Output each entry exactly as written.

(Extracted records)
::::::::

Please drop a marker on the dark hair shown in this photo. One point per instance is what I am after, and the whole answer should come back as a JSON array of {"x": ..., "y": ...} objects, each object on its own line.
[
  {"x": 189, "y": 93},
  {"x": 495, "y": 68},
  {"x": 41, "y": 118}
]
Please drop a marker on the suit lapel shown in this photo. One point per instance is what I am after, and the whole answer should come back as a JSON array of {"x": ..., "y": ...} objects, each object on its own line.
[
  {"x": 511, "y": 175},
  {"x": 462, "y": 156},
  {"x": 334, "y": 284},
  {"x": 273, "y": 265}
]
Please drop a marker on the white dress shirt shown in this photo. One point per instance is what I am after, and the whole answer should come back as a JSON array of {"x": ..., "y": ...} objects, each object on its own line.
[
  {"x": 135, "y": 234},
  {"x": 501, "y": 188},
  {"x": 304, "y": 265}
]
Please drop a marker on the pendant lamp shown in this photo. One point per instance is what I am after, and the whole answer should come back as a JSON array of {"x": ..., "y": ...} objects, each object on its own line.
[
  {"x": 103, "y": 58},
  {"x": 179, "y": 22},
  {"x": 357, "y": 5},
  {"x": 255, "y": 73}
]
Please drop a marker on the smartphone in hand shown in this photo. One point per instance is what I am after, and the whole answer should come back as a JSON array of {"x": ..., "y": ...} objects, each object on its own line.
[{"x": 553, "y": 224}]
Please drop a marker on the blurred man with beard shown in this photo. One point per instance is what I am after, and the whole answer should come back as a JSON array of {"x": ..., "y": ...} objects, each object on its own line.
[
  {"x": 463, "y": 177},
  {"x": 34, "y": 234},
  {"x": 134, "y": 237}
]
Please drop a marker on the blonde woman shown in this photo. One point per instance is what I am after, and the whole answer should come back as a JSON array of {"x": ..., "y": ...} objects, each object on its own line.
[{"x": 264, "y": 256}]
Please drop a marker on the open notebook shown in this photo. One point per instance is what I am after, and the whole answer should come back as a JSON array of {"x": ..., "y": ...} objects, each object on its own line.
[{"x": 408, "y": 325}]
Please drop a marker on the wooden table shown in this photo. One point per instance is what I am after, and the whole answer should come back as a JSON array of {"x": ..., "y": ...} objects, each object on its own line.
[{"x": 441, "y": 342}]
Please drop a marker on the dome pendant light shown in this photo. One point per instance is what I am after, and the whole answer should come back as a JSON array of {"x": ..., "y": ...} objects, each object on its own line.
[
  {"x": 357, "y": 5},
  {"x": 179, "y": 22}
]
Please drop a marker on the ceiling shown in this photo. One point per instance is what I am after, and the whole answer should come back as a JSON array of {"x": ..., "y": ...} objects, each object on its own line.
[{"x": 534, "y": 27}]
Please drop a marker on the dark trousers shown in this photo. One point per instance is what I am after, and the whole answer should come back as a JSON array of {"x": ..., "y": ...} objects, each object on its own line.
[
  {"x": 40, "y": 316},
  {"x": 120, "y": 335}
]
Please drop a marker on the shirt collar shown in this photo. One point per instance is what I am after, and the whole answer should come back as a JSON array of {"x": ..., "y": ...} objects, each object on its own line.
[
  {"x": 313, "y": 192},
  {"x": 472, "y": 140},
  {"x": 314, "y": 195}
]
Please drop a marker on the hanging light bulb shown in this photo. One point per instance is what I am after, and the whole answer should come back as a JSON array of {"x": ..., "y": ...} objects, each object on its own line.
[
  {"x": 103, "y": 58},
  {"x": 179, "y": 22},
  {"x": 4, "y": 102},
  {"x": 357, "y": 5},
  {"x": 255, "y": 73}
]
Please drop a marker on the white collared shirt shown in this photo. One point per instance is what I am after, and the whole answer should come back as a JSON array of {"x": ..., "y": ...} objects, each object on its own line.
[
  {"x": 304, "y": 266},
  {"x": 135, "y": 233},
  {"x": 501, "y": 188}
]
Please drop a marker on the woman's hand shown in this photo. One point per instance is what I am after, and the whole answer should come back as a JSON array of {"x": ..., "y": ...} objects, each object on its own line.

::::::::

Completed exercise:
Please drop a marker on the dark hair shown in this photo. One point per instance is what I am after, and the whole answer should come back as a JSON array of {"x": ..., "y": ...} objects, each object on its own line.
[
  {"x": 189, "y": 93},
  {"x": 495, "y": 68},
  {"x": 41, "y": 118}
]
Please drop a marker on the suit lapel shown in this photo. One point per instance is what I am after, and the whole answer should come back as a JSON array of {"x": ..., "y": ...} objects, each object on its own line.
[
  {"x": 511, "y": 175},
  {"x": 462, "y": 156},
  {"x": 334, "y": 284},
  {"x": 273, "y": 265}
]
Please drop a marker on the white dress shirt shown in this photo. One point per instance is what I am after, and the whole answer should come back as a JSON array of {"x": ..., "y": ...} objects, each object on its own line.
[
  {"x": 135, "y": 234},
  {"x": 501, "y": 188},
  {"x": 304, "y": 265}
]
Please drop a marker on the pendant lamp shown in this photo. One point per instance is what I am after, and the whole answer should come back as a JSON array of {"x": ..., "y": ...} objects, each object on its own line.
[
  {"x": 103, "y": 58},
  {"x": 179, "y": 22},
  {"x": 357, "y": 5},
  {"x": 255, "y": 73}
]
Please drop a marker on the smartphone in hand shown in this photo. One point per instance is what I am after, and the whole answer should come back as a JSON array of {"x": ..., "y": ...} objects, each object on its own line.
[{"x": 553, "y": 224}]
Please drop a marker on the blurred man with beard shown in this photo. One point per instance is what I am after, and the whole answer should come back as a JSON array of {"x": ..., "y": ...} objects, each object on its own line.
[
  {"x": 463, "y": 177},
  {"x": 34, "y": 234},
  {"x": 134, "y": 237}
]
Please drop a marker on the blonde woman shown in this photo. One point per instance is what I am after, and the whole answer should come back as a JSON array of {"x": ..., "y": ...} objects, each object on its own line.
[{"x": 264, "y": 256}]
Please drop a marker on the open notebook shown in this photo. One point per instance is what I am after, and the whole answer should come back as a JSON array of {"x": ..., "y": ...} objects, each object on its own line.
[{"x": 408, "y": 325}]
Please drop a marker on the wooden table shown in this photo. One point per instance is what I am after, and the whole answer should come back as a JSON array of {"x": ..., "y": ...} objects, each object on its own line.
[{"x": 441, "y": 342}]
Please drop a marker on the dome pendant light shown in this photo. One point per instance is what I am after, and the whole answer should come back as a JSON array of {"x": ..., "y": ...} objects, each object on its own line.
[
  {"x": 357, "y": 5},
  {"x": 179, "y": 22}
]
Please drop a marker on the ceiling shown in this photo. One point per instance is what I am after, and the whole answer should come back as a JSON array of {"x": ..., "y": ...} objects, each object on its own line.
[{"x": 534, "y": 27}]
Please drop a marker on the dark trousers shown in this photo. One point per instance is what I am after, and the whole answer should come back as a JSON array of {"x": ..., "y": ...} objects, each object on its own line.
[
  {"x": 40, "y": 316},
  {"x": 120, "y": 335}
]
Please drop a marker on the shirt collar shown in this photo. One point per instance is what I am after, and the whole answer should come back as a JSON array of {"x": ..., "y": ...} objects, each object on its own line.
[
  {"x": 313, "y": 192},
  {"x": 472, "y": 140},
  {"x": 314, "y": 195}
]
Please drop a marker on the hanging light bulb shown in this photo. One point per instance is what I am after, and the whole answer should come back as a JSON array of {"x": ..., "y": ...} objects, each object on its own line.
[
  {"x": 103, "y": 58},
  {"x": 179, "y": 22},
  {"x": 4, "y": 102},
  {"x": 357, "y": 5},
  {"x": 255, "y": 73}
]
Please drop a marker on the white collared shirt shown in this photo. One point per instance is what I am after, and the whole answer should come back as a JSON array of {"x": ..., "y": ...} objects, each object on its own line.
[
  {"x": 304, "y": 266},
  {"x": 135, "y": 233},
  {"x": 501, "y": 188}
]
Please drop a marker on the woman's hand shown in this photo. One point per instance is what I am after, and the whole answer should come back as a JSON array of {"x": ..., "y": ...} objects, each object on its own line.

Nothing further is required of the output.